##### DATA
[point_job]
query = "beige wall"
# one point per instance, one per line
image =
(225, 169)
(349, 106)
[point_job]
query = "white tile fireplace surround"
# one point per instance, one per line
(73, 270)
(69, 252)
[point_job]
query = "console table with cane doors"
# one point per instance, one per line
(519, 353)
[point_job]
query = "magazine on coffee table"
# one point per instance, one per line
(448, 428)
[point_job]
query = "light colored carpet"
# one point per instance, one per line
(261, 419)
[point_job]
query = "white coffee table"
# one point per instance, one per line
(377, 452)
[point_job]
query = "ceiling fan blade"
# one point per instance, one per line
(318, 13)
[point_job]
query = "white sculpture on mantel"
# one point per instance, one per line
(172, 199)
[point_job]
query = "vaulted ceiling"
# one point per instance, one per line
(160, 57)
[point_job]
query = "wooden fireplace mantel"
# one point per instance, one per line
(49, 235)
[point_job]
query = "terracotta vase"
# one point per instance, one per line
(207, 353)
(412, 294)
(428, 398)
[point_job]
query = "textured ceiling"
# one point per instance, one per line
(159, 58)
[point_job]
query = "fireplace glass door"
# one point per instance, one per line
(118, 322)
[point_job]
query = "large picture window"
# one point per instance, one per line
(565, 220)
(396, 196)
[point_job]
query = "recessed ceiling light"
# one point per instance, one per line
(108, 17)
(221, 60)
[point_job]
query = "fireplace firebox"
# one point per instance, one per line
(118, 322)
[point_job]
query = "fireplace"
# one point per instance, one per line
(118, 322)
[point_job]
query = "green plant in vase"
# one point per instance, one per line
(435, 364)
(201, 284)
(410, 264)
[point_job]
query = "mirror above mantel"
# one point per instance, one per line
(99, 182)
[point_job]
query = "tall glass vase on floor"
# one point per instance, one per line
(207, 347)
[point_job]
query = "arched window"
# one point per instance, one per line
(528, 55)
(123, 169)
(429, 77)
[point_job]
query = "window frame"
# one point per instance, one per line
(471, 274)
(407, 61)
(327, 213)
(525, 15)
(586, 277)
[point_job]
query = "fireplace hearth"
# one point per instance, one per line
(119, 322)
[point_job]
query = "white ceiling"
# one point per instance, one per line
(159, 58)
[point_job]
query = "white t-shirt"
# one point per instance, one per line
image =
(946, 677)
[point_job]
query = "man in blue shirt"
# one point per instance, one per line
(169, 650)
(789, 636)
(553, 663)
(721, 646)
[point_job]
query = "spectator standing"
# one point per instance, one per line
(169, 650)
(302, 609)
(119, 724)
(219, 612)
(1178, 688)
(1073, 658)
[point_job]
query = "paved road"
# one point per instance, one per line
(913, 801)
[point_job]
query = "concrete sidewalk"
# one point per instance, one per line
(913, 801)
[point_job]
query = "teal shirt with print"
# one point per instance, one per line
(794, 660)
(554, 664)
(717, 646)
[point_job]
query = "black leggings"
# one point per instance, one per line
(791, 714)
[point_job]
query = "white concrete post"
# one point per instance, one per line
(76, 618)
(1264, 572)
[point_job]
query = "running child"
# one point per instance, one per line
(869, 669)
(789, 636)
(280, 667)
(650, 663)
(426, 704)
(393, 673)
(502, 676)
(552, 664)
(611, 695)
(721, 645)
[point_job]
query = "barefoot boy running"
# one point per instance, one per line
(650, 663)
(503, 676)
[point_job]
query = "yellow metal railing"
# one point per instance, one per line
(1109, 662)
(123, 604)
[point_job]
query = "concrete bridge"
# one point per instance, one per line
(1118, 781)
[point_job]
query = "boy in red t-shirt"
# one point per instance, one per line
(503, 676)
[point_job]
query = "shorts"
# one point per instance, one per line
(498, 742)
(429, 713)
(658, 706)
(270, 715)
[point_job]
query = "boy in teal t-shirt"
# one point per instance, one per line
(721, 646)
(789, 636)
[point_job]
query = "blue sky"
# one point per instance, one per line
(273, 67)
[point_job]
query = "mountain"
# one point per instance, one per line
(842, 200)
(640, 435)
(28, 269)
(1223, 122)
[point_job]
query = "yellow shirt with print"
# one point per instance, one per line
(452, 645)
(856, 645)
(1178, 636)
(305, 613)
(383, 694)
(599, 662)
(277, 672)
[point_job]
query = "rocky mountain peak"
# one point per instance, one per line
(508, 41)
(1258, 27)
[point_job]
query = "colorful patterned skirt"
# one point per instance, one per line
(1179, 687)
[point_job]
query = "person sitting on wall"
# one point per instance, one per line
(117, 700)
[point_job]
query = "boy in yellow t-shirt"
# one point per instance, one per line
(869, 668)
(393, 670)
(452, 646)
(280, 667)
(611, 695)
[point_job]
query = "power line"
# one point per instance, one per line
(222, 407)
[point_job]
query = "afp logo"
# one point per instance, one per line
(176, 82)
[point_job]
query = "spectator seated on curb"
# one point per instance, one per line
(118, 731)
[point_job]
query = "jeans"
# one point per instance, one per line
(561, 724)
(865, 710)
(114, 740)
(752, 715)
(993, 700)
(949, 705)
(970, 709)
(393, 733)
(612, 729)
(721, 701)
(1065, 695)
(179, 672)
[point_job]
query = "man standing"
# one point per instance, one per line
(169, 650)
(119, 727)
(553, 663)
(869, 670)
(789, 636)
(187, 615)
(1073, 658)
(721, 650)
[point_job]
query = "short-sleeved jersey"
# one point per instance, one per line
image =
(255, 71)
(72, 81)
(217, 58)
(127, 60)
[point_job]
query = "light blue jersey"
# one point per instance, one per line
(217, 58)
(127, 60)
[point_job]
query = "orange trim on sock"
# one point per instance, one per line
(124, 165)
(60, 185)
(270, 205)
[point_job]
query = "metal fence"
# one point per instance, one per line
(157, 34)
##########
Each record above should be repeated exactly as it appears.

[point_job]
query = "beige wall"
# one point per instance, one per line
image =
(225, 169)
(349, 106)
[point_job]
query = "white tile fireplace surround"
# one point per instance, one per line
(73, 270)
(69, 252)
[point_job]
query = "console table with cane doors"
# one point per instance, one per line
(519, 353)
[point_job]
query = "magazine on coffee table"
# one point per instance, one per line
(448, 428)
[point_job]
query = "light colored carpet"
# one point per instance, one per line
(261, 419)
[point_job]
query = "white coffee table"
# one point per instance, one per line
(377, 452)
[point_job]
query = "ceiling fan blade"
# one point per instance, one per line
(318, 13)
[point_job]
query = "white sculpture on mantel"
# one point per instance, one per line
(172, 199)
[point_job]
query = "vaulted ceiling"
# one point per instance, one per line
(160, 57)
[point_job]
query = "wooden fireplace mantel"
# one point per instance, one per line
(49, 235)
[point_job]
query = "terracotta vase"
# one point per instance, one per line
(207, 353)
(412, 294)
(428, 398)
[point_job]
query = "textured ceiling"
# one point per instance, one per line
(159, 58)
[point_job]
query = "fireplace glass door"
# one point per instance, one per line
(118, 322)
[point_job]
query = "large picture window"
# one point per instance, one per line
(565, 220)
(396, 196)
[point_job]
query = "recessed ceiling light"
# one point per instance, one per line
(108, 17)
(221, 60)
[point_job]
query = "fireplace firebox"
# one point per instance, one per line
(118, 322)
[point_job]
query = "fireplace"
# one point per instance, one per line
(118, 322)
[point_job]
query = "green plant in vase"
# one point per instance, one per line
(435, 364)
(201, 284)
(410, 264)
[point_job]
query = "mirror above mantel"
# one point per instance, one per line
(99, 182)
[point_job]
query = "tall glass vase on floor"
# one point per instance, one per line
(207, 347)
[point_job]
query = "arched window"
# one point per instance, one per line
(528, 55)
(123, 169)
(429, 77)
[point_job]
query = "window frame"
# one point per instance, one per line
(471, 274)
(407, 61)
(327, 213)
(525, 15)
(586, 277)
[point_job]
query = "fireplace hearth"
# one point per instance, one per line
(119, 322)
[point_job]
query = "white ceiling"
# one point per instance, one per line
(159, 58)
[point_job]
query = "white t-shirt"
# one point per instance, one per line
image =
(946, 677)
[point_job]
query = "man in blue shirt"
# one point per instance, one per line
(169, 650)
(789, 636)
(553, 663)
(721, 646)
[point_job]
query = "spectator standing"
# one point per instance, one per line
(169, 650)
(302, 609)
(119, 724)
(219, 612)
(1178, 688)
(1073, 658)
[point_job]
query = "paved road"
# one point per instance, one per line
(913, 801)
[point_job]
query = "concrete sidewalk"
# one point per instance, one per line
(913, 801)
[point_job]
query = "teal shirt with print"
# one point per instance, one per line
(794, 660)
(554, 664)
(717, 646)
[point_job]
query = "black leggings"
# one point per instance, one per line
(791, 714)
[point_job]
query = "white concrete post"
# one point per instance, one per line
(76, 618)
(1264, 572)
[point_job]
query = "running child"
# one point per instance, one per line
(869, 669)
(789, 636)
(280, 667)
(650, 663)
(426, 704)
(393, 673)
(502, 676)
(552, 664)
(611, 695)
(721, 645)
[point_job]
query = "barefoot boy running"
# one point per instance, one per line
(650, 663)
(503, 676)
[point_job]
query = "yellow metal railing"
# one point per instance, one per line
(1109, 662)
(123, 604)
[point_job]
query = "concrete bridge"
# one point per instance, one per line
(1118, 781)
[point_job]
query = "boy in red t-shirt"
# one point per instance, one per line
(503, 676)
[point_job]
query = "shorts"
# one point per instance, one per line
(498, 742)
(429, 713)
(658, 706)
(270, 715)
[point_job]
query = "boy in teal t-shirt"
# one point per instance, one per line
(721, 646)
(789, 636)
[point_job]
query = "blue sky"
# one point per instance, one per line
(273, 67)
[point_job]
query = "mountain"
# one point per instance, one per line
(842, 200)
(640, 435)
(28, 269)
(1223, 122)
[point_job]
query = "yellow shirt with print"
# one point per instance, one per line
(452, 645)
(856, 645)
(1178, 636)
(305, 613)
(383, 694)
(599, 662)
(277, 672)
[point_job]
query = "rocky mountain peak"
# one point per instance, one per line
(508, 41)
(1258, 27)
[point_job]
query = "colorful patterned skirt"
# one point per instance, one per line
(1179, 687)
[point_job]
query = "person sitting on wall"
# one point per instance, one per line
(117, 700)
[point_job]
query = "boy in yellow t-shirt"
# one point per instance, one per line
(869, 668)
(393, 670)
(452, 646)
(280, 667)
(611, 695)
[point_job]
query = "power line"
# one point per instance, one per line
(222, 407)
[point_job]
query = "afp logo"
# one point per instance, one per line
(176, 82)
[point_job]
query = "spectator seated on curb"
# one point per instance, one per line
(118, 731)
[point_job]
query = "jeans"
# one point per instance, one per line
(561, 724)
(865, 710)
(114, 740)
(752, 715)
(993, 700)
(949, 705)
(970, 709)
(393, 733)
(612, 729)
(721, 701)
(1065, 695)
(179, 672)
[point_job]
query = "man standing"
# one point per instance, one per line
(169, 650)
(119, 727)
(553, 663)
(869, 670)
(789, 636)
(187, 615)
(1073, 658)
(721, 650)
[point_job]
query = "short-sleeved jersey"
# one point per instance, one per line
image =
(255, 71)
(72, 81)
(217, 58)
(127, 60)
[point_job]
query = "light blue jersey"
# one point per instance, one per line
(217, 58)
(127, 60)
[point_job]
query = "orange trim on sock"
# one point per instance, one per line
(124, 165)
(60, 185)
(270, 205)
[point_job]
query = "metal fence"
# one point per instance, one per line
(157, 34)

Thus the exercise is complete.